**Exercise:** Retype only the lines below from the one with "of the black" to the one with "of the sandy", inclusive, skipping every image.

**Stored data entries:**

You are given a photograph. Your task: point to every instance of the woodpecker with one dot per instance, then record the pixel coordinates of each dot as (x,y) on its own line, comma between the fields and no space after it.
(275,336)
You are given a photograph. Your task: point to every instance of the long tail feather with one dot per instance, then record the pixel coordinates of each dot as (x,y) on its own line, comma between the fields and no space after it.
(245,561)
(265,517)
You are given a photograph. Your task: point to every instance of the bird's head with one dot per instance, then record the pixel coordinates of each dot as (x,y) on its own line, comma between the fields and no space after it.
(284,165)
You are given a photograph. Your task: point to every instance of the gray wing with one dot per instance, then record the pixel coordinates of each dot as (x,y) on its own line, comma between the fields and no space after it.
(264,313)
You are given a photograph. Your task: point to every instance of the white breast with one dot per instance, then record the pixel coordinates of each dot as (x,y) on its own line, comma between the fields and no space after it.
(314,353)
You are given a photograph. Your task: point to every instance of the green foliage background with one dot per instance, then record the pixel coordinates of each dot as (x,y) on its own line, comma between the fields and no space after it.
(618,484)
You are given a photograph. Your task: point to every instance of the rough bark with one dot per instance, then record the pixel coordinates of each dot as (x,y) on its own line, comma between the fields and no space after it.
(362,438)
* * *
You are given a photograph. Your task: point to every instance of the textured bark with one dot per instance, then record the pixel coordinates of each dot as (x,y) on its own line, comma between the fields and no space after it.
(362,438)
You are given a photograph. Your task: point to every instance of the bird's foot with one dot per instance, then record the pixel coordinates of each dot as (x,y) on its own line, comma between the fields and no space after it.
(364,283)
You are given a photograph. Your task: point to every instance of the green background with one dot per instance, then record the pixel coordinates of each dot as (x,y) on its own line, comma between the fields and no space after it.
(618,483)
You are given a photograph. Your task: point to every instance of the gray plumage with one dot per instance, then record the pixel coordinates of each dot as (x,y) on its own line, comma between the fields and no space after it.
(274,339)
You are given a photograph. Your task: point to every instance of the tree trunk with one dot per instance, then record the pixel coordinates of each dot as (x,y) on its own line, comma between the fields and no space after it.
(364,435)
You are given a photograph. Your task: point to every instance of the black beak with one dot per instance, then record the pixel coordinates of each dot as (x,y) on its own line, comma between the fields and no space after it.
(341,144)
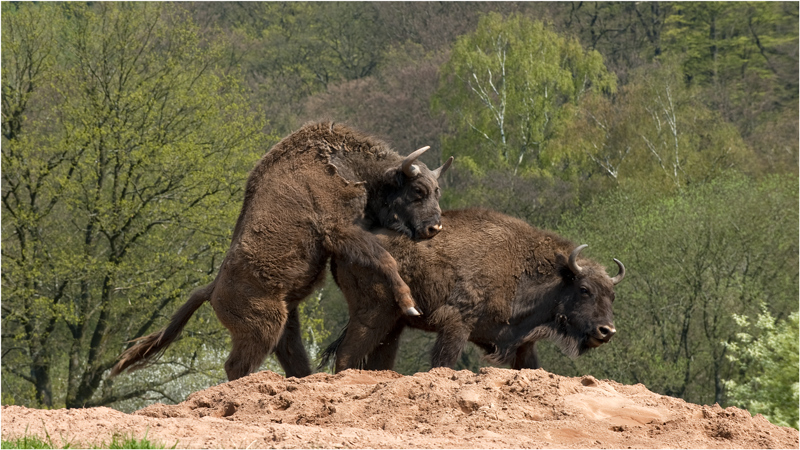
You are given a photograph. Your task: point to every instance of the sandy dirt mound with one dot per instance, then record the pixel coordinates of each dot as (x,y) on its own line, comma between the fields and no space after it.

**Output below:**
You are given a photograph. Your task: point to every instance of the black beak with one dot per instance, then record the pixel coordinates of each dot as (x,y) on its own line, comma between the fields and no space after it.
(341,144)
You are given a photograph. Your task: point to every instance of the sandy dirt mound with one dot per instance, then record the pixel coordinates of each dot as (x,y) on its own line, comma between the fields and no space after it.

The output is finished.